EXCERPT:

The home-and-home doubleheader, in which each team hosts one game, is extremely rare, as it requires the teams' home ballparks to be in close geographical proximity. During the 20th century and before the advent of interleague play in 1997, only one instance was recorded in Major League Baseball: a Labor Day special event involving the New York Giants and Brooklyn Superbas.

- September 7, 1903
  - Game 1: Washington Park (II): Giants 6, Superbas 4
  - Game 2: Polo Grounds (III): Superbas 3, Giants 0

This is the only home-and-home doubleheader known to have been part of the original major league season schedule.

Since interleague play began, the New York Mets and the New York Yankees have on three occasions played home-and-home doubleheaders. Each occasion was due to a rainout during the first series of the season. During the second series of the season, a makeup game was scheduled at the ballpark of the opposing team as part of a day-night doubleheader.

INFORMATION SHOWN:
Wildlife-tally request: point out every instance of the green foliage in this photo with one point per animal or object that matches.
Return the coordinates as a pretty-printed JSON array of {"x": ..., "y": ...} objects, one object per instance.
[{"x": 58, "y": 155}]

PROMPT 1: According to the excerpt on home-and-home doubleheaders, which two teams played the only such doubleheader recorded in Major League Baseball before interleague play began in 1997?
PROMPT 2: Using the excerpt on home-and-home doubleheaders, explain why this type of doubleheader is extremely rare.
PROMPT 3: Continue the passage on home-and-home doubleheaders, starting after its final sentence.

RESPONSE AREA 1: The New York Giants and the Brooklyn Superbas.

RESPONSE AREA 2: A home-and-home doubleheader requires each team to host one game, so the two teams' home ballparks must be close to each other geographically. Few pairs of teams meet that condition.

RESPONSE AREA 3:
- July 8, 2000
  - Game 1: Shea Stadium: Yankees 4, Mets 2
  - Game 2: Yankee Stadium (I): Yankees 4, Mets 2 (June 11 makeup)
- June 28, 2003
  - Game 1: Yankee Stadium (I): Yankees 7, Mets 1
  - Game 2: Shea Stadium: Yankees 9, Mets 8 (June 21 makeup)
- June 27, 2008
  - Game 1: Yankee Stadium (I): Mets 15, Yankees 6 (May 16 makeup)
  - Game 2: Shea Stadium: Yankees 9, Mets 0

On occasion, teams can play different opponents in a doubleheader—that is, one team hosts two other teams on the same day. On September 13, 1951, the St. Louis Cardinals hosted a doubleheader against two different teams. The first game was a 6–4 win against the New York Giants. The second game resulted in a 2–0 loss to the Boston Braves. On September 25, 2000, the Cleveland Indians also hosted a doubleheader against two different teams. The September 10 game against the Chicago White Sox in Cleveland had been rained out. With no common days off for the remainder of the season and both teams in a postseason race, the teams agreed to play a day game in Cleveland on the same day that the Indians were to host the Minnesota Twins for a night game. The Indians defeated the White Sox, 9–2, in the first game, while the Twins defeated the Indians, 4–3, in the second.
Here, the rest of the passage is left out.